▶ **Problem description**
Starting at the line that contains "Task: pin the rooftop" and ending with the last line of the listing, rewrite those lines with "rooftop" swapped for "roof" and everything else left unchanged.

▶ **Rows from a dataset**
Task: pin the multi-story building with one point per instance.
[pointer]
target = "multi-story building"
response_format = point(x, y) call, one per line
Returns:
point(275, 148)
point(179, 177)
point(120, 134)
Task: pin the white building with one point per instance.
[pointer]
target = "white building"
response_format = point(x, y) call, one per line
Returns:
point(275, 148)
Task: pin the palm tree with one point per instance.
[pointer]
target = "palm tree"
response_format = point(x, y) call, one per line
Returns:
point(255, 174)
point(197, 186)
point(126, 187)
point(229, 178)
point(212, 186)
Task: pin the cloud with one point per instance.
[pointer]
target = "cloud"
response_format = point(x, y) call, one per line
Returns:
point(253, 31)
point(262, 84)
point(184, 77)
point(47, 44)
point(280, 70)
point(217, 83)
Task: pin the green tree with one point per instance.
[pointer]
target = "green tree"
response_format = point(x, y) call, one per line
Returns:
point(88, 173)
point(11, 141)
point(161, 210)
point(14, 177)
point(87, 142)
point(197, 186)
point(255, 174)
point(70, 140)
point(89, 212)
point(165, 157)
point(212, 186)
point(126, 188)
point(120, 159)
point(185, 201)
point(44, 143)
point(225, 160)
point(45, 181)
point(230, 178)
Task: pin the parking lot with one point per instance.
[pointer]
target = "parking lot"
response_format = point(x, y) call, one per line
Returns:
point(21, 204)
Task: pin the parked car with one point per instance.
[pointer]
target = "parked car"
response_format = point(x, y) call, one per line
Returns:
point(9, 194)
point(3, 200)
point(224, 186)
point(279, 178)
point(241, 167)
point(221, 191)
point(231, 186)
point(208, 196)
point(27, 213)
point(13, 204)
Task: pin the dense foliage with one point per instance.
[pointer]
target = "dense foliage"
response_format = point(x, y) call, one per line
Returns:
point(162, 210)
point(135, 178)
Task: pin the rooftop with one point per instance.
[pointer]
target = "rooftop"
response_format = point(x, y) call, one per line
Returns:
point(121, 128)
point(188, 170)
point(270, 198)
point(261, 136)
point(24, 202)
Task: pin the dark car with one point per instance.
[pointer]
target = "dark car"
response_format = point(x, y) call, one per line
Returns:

▶ **Solution below**
Task: pin the roof with one point per instance.
[pointer]
target = "roof"
response_format = point(x, y) call, one per line
Returns:
point(121, 128)
point(188, 170)
point(270, 198)
point(261, 136)
point(24, 202)
Task: pin the dark car with one point per instance.
[pointer]
target = "dark car"
response_format = point(x, y) call, one per line
Returns:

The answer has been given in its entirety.